**Your objective:**
What follows is a block of records; reproduce all of it verbatim.

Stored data
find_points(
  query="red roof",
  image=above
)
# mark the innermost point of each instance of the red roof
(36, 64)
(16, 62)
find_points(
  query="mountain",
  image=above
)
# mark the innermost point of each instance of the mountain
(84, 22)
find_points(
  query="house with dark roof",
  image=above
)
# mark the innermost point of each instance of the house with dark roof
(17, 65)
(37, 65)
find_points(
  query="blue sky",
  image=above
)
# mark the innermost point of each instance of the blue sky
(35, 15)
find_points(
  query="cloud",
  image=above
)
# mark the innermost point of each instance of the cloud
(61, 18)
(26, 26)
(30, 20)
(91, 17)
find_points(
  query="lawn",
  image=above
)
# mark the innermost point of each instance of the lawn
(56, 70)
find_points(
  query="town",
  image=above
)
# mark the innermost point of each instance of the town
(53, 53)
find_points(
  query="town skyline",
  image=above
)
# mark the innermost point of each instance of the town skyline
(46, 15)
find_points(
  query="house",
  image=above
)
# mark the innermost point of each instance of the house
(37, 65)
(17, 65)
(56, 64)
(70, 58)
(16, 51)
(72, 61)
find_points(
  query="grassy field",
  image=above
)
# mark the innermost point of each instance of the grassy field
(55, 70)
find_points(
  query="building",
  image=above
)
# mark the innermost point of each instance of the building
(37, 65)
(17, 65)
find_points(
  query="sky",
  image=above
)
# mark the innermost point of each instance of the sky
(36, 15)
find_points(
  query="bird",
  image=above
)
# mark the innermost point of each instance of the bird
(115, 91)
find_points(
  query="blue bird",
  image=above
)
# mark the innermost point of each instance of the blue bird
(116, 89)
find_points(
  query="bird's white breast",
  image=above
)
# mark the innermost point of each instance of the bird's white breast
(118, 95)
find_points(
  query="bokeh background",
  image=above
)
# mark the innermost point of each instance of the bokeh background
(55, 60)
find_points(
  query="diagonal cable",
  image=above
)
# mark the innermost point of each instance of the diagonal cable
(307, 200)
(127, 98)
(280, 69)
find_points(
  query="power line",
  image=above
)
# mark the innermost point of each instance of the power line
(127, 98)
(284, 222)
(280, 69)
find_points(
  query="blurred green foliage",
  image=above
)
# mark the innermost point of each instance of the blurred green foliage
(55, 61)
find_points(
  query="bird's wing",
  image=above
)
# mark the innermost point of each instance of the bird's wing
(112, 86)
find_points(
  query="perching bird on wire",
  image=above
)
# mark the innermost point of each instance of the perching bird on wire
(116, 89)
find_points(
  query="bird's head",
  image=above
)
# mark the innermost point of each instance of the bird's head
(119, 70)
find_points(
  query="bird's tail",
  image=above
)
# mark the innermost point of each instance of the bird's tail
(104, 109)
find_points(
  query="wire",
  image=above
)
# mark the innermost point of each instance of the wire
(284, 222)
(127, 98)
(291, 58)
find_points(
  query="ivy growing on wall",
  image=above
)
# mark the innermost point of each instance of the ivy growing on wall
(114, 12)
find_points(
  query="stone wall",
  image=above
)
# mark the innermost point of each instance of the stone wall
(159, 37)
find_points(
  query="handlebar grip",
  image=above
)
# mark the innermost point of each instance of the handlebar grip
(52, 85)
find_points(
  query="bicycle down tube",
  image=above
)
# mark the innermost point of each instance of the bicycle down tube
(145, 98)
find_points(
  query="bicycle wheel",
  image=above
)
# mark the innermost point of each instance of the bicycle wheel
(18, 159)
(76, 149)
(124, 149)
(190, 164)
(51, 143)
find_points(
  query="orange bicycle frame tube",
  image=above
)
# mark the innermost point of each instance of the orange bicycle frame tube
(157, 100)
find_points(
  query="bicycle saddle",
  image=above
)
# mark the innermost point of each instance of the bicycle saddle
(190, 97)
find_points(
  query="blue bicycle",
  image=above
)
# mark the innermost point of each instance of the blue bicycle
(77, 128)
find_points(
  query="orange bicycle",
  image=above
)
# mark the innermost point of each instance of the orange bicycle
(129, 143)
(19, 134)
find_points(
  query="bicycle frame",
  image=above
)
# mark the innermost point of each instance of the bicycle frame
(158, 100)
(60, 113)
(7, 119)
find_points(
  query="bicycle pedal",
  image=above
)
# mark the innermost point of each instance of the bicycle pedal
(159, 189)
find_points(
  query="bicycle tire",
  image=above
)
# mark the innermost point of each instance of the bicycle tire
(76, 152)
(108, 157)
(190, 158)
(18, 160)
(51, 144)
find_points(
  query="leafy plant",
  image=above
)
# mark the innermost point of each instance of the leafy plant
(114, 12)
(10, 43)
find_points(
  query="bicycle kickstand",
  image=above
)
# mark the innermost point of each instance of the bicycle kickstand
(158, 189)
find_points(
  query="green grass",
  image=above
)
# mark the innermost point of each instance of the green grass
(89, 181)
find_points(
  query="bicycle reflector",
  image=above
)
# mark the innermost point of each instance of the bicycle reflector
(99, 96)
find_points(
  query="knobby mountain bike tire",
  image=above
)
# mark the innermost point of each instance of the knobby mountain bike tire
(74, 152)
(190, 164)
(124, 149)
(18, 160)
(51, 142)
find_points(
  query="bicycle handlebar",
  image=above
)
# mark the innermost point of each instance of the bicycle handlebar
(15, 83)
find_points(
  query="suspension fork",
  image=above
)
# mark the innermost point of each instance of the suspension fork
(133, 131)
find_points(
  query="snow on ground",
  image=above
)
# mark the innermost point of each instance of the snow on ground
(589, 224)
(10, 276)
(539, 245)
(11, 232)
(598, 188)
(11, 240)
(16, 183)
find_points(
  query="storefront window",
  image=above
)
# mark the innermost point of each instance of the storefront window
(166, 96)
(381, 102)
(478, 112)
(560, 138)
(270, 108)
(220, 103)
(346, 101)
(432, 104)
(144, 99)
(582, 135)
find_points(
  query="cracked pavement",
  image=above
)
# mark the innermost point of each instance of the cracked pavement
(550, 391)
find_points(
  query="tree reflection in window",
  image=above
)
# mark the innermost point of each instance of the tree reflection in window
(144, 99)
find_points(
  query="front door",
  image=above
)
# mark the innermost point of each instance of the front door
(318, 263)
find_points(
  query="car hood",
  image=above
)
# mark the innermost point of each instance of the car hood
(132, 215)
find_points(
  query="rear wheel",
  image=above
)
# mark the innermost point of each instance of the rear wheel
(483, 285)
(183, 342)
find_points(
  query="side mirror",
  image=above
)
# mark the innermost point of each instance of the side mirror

**Correct answer:**
find_points(
  query="red roof",
  image=above
)
# mark the innermost point of each instance of the red roof
(36, 64)
(16, 62)
find_points(
  query="mountain",
  image=above
)
# mark the innermost point of each instance of the mountain
(84, 22)
find_points(
  query="house with dark roof",
  image=above
)
# mark the innermost point of each instance of the house with dark roof
(17, 65)
(37, 65)
find_points(
  query="blue sky",
  image=above
)
# mark the innermost point of each instance of the blue sky
(35, 15)
find_points(
  query="cloud",
  image=above
)
# mark the innermost point of each instance of the cloud
(61, 18)
(26, 26)
(30, 20)
(91, 17)
find_points(
  query="lawn",
  image=above
)
# mark the innermost point of each instance of the lawn
(56, 70)
find_points(
  query="town",
  image=above
)
# mark the innermost point of each instance of the town
(53, 53)
find_points(
  query="town skyline",
  image=above
)
# mark the innermost point of each instance of the town skyline
(46, 15)
find_points(
  query="house",
  image=above
)
# mark the innermost point of each instance of the house
(37, 65)
(17, 65)
(56, 64)
(70, 58)
(16, 51)
(72, 61)
find_points(
  query="grassy field",
  image=above
)
# mark the innermost point of each instance of the grassy field
(55, 70)
find_points(
  query="building",
  image=above
)
# mark the innermost point of each instance of the building
(37, 65)
(17, 65)
find_points(
  query="sky",
  image=above
)
# mark the innermost point of each instance of the sky
(36, 15)
find_points(
  query="bird",
  image=above
)
# mark the innermost point of each instance of the bird
(115, 91)
find_points(
  query="blue bird",
  image=above
)
# mark the innermost point of each instance of the blue bird
(116, 89)
find_points(
  query="bird's white breast",
  image=above
)
# mark the innermost point of each instance of the bird's white breast
(118, 95)
find_points(
  query="bokeh background",
  image=above
)
# mark the innermost point of each instance of the bokeh background
(55, 60)
find_points(
  query="diagonal cable",
  image=above
)
# mark the innermost point of each instance of the diagonal cable
(307, 200)
(127, 98)
(280, 69)
find_points(
  query="power line",
  image=above
)
# mark the innermost point of each instance of the power line
(127, 98)
(284, 222)
(280, 69)
find_points(
  query="blurred green foliage",
  image=above
)
# mark the innermost point of each instance of the blurred green foliage
(55, 61)
find_points(
  query="bird's wing",
  image=above
)
# mark the innermost point of each instance of the bird's wing
(112, 86)
find_points(
  query="perching bird on wire",
  image=above
)
# mark the innermost point of each instance of the perching bird on wire
(116, 89)
find_points(
  query="bird's head",
  image=above
)
# mark the innermost point of each instance of the bird's head
(119, 70)
find_points(
  query="bird's tail",
  image=above
)
# mark the innermost point of each instance of the bird's tail
(104, 109)
find_points(
  query="wire",
  image=above
)
# mark the innermost point of each instance of the wire
(284, 222)
(127, 98)
(291, 58)
find_points(
  query="ivy growing on wall",
  image=above
)
# mark the innermost point of each instance of the ivy growing on wall
(114, 12)
find_points(
  query="stone wall",
  image=above
)
# mark the innermost point of each instance of the stone wall
(159, 37)
find_points(
  query="handlebar grip",
  image=above
)
# mark the innermost point of each instance of the handlebar grip
(52, 85)
find_points(
  query="bicycle down tube",
  image=above
)
# mark the innermost point of each instance of the bicycle down tube
(145, 98)
find_points(
  query="bicycle wheel",
  image=above
)
# mark the innermost point of each instance of the bicycle wheel
(18, 159)
(76, 149)
(124, 149)
(190, 164)
(51, 143)
find_points(
  query="orange bicycle frame tube",
  image=above
)
# mark the innermost point of each instance of the orange bicycle frame tube
(157, 100)
find_points(
  query="bicycle saddle",
  image=above
)
# mark the innermost point of each instance of the bicycle saddle
(190, 97)
find_points(
  query="blue bicycle",
  image=above
)
# mark the innermost point of each instance of the blue bicycle
(77, 128)
find_points(
  query="orange bicycle",
  image=above
)
# mark the innermost point of each instance of the orange bicycle
(129, 143)
(19, 134)
find_points(
  query="bicycle frame",
  image=above
)
# mark the innermost point of each instance of the bicycle frame
(158, 100)
(60, 113)
(7, 119)
find_points(
  query="bicycle pedal",
  image=above
)
# mark the innermost point of each instance of the bicycle pedal
(159, 189)
find_points(
  query="bicycle tire",
  image=above
)
# mark the innermost point of each instance of the bicycle tire
(76, 152)
(108, 157)
(190, 158)
(18, 160)
(51, 144)
find_points(
  query="leafy plant",
  image=above
)
# mark the innermost point of each instance of the leafy plant
(114, 12)
(10, 43)
find_points(
  query="bicycle kickstand",
  image=above
)
# mark the innermost point of each instance of the bicycle kickstand
(158, 189)
find_points(
  query="green grass",
  image=above
)
# mark the innermost point of each instance of the green grass
(89, 181)
find_points(
  query="bicycle reflector",
  image=above
)
# mark the innermost point of each instance of the bicycle reflector
(99, 96)
find_points(
  query="knobby mountain bike tire",
  image=above
)
# mark the innermost point of each instance of the knobby mountain bike tire
(74, 152)
(190, 164)
(124, 149)
(18, 160)
(51, 142)
find_points(
  query="bicycle handlebar",
  image=above
)
# mark the innermost point of each instance of the bicycle handlebar
(15, 83)
find_points(
  query="suspension fork",
  image=above
)
# mark the innermost point of each instance of the suspension fork
(133, 131)
find_points(
  query="snow on ground",
  image=above
)
# mark the innermost point of each instance of the snow on ground
(589, 224)
(10, 276)
(539, 245)
(11, 232)
(598, 188)
(11, 240)
(16, 183)
find_points(
  query="storefront window",
  image=above
)
# mark the innermost point of each instance of the storefront window
(166, 96)
(381, 102)
(478, 112)
(560, 138)
(270, 108)
(220, 103)
(346, 101)
(432, 104)
(144, 99)
(582, 135)
find_points(
  query="cracked pavement",
  image=above
)
# mark the innermost point of each instance of the cracked pavement
(550, 391)
find_points(
  query="tree reflection in window",
  image=above
)
# mark the innermost point of each instance of the tree reflection in window
(144, 99)
find_points(
  query="front door",
  image=above
)
# mark the innermost point of each instance of the front door
(318, 263)
find_points(
  query="car hood",
  image=above
)
# mark the innermost point of each instance of the car hood
(132, 215)
find_points(
  query="rear wheel",
  image=above
)
# mark the innermost point of each instance of the rear wheel
(483, 285)
(183, 342)
find_points(
  query="side mirror",
  image=above
)
# mark the innermost point of each instance of the side mirror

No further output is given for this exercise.